---------- Excerpted text

I replaced that with an amber T-1, round LED.

The replacement LED I use has a wavelength of 591nm and luminous intensity value of 13000 mcd. The viewing angle is 15°.  The important thing here is that the sensor detects the light and is able to supply the control circuit with the proper voltage level. I will do a more detailed check of that sensor voltage later when I go through the service manual adjustment/checks.

Here is the new position sensor lamp installed and working.

This is a good time to prepare the initial setting for the tangential drive tracking sensor. I had to disassemble most of the tracking sensor components when cleaning up the oil so there is a good chance that the tracking alignment is off now. I visually set the tracking sensor aperture to be centered but that was just a guess.

Using the aperture position adjustment screw I set the aperture in a position where the arm pivots easily and, when the arm is lowered, the tangential arm drive motor doesn't try to drive it somewhere.
Then I play with the tracking sensitivity adjustment screw and the aperture position to find a place where the sensitivity screw can affect the arm moving forward (when it is lowered). The goal here is to set the arm tracking control where I have enough play in the tracking sensitivity screw to lock in the tracking later (during the service manual adjustments). With that set up I can tighten down the aperture position screw.

Now on to replace the speed indicator lamps from the original incandescent lamps to Beolover's replacement LED boards. Those are the final piece of obtaining optimum platter speed stability.

Monday, June 25, 2018

Beogram 4002 (5513): Floating Suspension, Reservoir Capacitor & Platter Motor

This project is heading into the home stretch now. In this post I am showing the remounting of the floating chassis in the cabinet along with changing out the reservoir capacitor and installing the rebuilt platter motor.

Here are the components for mounting the floating suspension back in the cabinet.

The longer end of the threaded pin goes on the bottom. It is important to attach the wing-nut so that it is right at the start of the thread. I attach mine so there is enough thread in place to hold the nut and the outer part of the nut is flush with the top most thread. The idea here is to provide maximum space for the floating chassis when the the lock is disengaged. Turning the threaded pin will move the two lock nuts closer together (locking the suspension) or further apart (unlocking the suspension).

Because most of the Beogram 400x turntables have deteriorated transport lock bushings Beolover created replacements using 3D printing technology. Here are a set of the Beolover transport lock bushings for the three Beogram suspension mounts. There are a total of six 3D printed parts.

Now the rest of the suspension mount pieces can be attached. Just like the first wing-nut I started out with the top of the nut flush with the first thread.

The next re-installation in the cabinet is the reservoir capacitor.  The original reservoir capacitor is actually two in one. Not all Beogram 400x turntables have this same type of reservoir capacitor so make sure you check carefully and identify what your 400x type has.

--------------------

The tasks:
1 - Copy every line of the records without any change.
2 - Write a continuation of the Beogram turntable restoration text that starts after its final sentence.
The records that follow are unrelated to the turntable restoration text.

---------- Excerpted records

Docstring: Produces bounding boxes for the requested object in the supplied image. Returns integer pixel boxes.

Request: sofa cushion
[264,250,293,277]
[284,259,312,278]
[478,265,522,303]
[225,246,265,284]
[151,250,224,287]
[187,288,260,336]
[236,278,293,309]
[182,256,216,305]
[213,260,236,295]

--------------------

Answers to the tasks:
1 -
Docstring: Produces bounding boxes for the requested object in the supplied image. Returns integer pixel boxes.

Request: sofa cushion
[264,250,293,277]
[284,259,312,278]
[478,265,522,303]
[225,246,265,284]
[151,250,224,287]
[187,288,260,336]
[236,278,293,309]
[182,256,216,305]
[213,260,236,295]

2 -
I removed the wires and installed the Beolover replacement capacitor assembly.

It looks great. Now to install the platter motor that Beolover rebuilt for this project.

One more look over the reassembly so far shows everything looking good.

The next step is to work on the main board and the output board.

Thursday, June 21, 2018

Beogram 4002 (5513): Tangential Arm Assembly Oil Cleanup and Restoration

This second Beogram 4002 project from Houston left off with cleaning up debris and oil from the inside of the cabinet. I continued the oil cleanup after removing the tangential arm assembly from the floating chassis.

Oil was found everywhere. From the lowest level of the arm mechanics to inbetween switch contacts.
Here is the tangential arm position sensor assembly completely stripped down for oil cleanup.

Once everything was wiped down and as much of the old oil removed I could begin going through the arm assembly restoration and adjustment steps.

I am doing something a little different on this Beogram regarding the lubrication. Up until now I have always used modern available lubricants like silicone grease and synthetic oils when going through a Beogram 4002 turntable project. I spent the last few weeks searching for the lubricant products that are listed in the Beogram 4002 service manuals. I say manuals because B&O changed a few of the lubricant instructions in the various Beogram 400x manuals.

I will start with the tonearm damper. After taking it apart and cleaning the damper assembly I reassembled it using Dow DC 200 fluid for the damper lubricant.

Next was the tonearm assembly spindle and tie-bar shaft reassembly. For the lubrication of those the service manual calls for the following -
On the spindle: Rocol MTS 1000 diluted to an oily viscosity using Esso NUTO H44 or H32.
On the tie-bar shaft number 137: Molykote DX paste (white)

I was able to find some Rocol MTS 2000 and Mobile NUTO H32 for the spindle lubrication. They were not the easiest products to acquire.

The Molykote DX white paste however is easily available. Here is the tangential arm assembly reinstalled on the floating chassis.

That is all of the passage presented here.